▶ Problem statement: Copy the data below in full, exactly as it appears.

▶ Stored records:
**********
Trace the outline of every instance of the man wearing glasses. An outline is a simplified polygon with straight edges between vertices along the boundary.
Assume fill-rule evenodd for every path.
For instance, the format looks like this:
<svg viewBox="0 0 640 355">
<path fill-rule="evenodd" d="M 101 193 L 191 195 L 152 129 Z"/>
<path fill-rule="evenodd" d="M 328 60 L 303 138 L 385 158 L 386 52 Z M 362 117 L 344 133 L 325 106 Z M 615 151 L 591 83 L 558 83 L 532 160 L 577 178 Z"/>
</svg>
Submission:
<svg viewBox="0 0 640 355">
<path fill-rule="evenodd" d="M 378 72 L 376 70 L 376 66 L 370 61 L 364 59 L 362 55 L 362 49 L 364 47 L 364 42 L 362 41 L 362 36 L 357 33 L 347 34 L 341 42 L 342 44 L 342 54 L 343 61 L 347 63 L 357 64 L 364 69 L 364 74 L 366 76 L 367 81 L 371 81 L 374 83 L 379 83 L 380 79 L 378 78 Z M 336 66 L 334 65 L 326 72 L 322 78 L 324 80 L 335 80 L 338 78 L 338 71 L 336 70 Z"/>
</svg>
**********
▶ Result below:
Trace the outline of every instance of the man wearing glasses. An outline is a simplified polygon with straight edges between vertices along the boundary.
Assume fill-rule evenodd for every path.
For instance, the format looks like this:
<svg viewBox="0 0 640 355">
<path fill-rule="evenodd" d="M 101 193 L 191 195 L 152 129 Z"/>
<path fill-rule="evenodd" d="M 328 60 L 303 138 L 385 158 L 386 52 Z M 362 117 L 344 133 L 325 106 Z M 615 151 L 591 83 L 558 83 L 532 160 L 577 178 Z"/>
</svg>
Submission:
<svg viewBox="0 0 640 355">
<path fill-rule="evenodd" d="M 378 72 L 376 70 L 376 66 L 370 61 L 364 59 L 362 55 L 362 49 L 364 47 L 364 42 L 362 41 L 362 36 L 357 33 L 347 34 L 341 42 L 342 44 L 342 54 L 343 61 L 347 63 L 357 64 L 364 69 L 364 74 L 366 76 L 367 81 L 371 81 L 374 83 L 379 83 L 380 79 L 378 78 Z M 336 66 L 334 65 L 326 72 L 322 78 L 324 80 L 335 80 L 338 78 L 338 71 L 336 70 Z"/>
</svg>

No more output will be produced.